§ **PARTS OF THE EXERCISE**:
A – Name every parameter listed in the parameters table of the GenerationRequest documentation.
B – From the GenerationRequest documentation, quote the passage between "A class representing" and "the generation process.", inclusive.

Skip to content

guidellm.request

GenerationRequest

Bases: StandardBaseModel

A class representing a request for generation. This class is used to encapsulate the details of a generation request, including the request ID, type, content, parameters, statistics, and constraints. It is designed to be used with the BackendRequestsWorker class to handle the generation process.

Parameters:

Name Type Description Default
request_id

The unique identifier for the request.

required
request_type

The type of request (e.g., text, chat).

required
content

The content for the request to send to the backend. If request_type is 'text', this should be a string or list of strings which will be resolved by backend.text_completions. If request_type is 'chat', this should be a string, a list of (str, Dict[str, Union[str, Dict[str, str]], Path, Image]), or Any raw content which will be resolved by backend.chat_completions. If raw content, raw_content=True must be passed in the params.

§ **INFORMATION SUPPLIED**:
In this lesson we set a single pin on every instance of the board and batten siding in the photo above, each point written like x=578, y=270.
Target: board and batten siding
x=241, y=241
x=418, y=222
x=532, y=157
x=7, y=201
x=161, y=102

§ **OUTPUTS**:
A – request_id, request_type, content

B –
A class representing a request for generation. This class is used to encapsulate the details of a generation request, including the request ID, type, content, parameters, statistics, and constraints. It is designed to be used with the BackendRequestsWorker class to handle the generation process.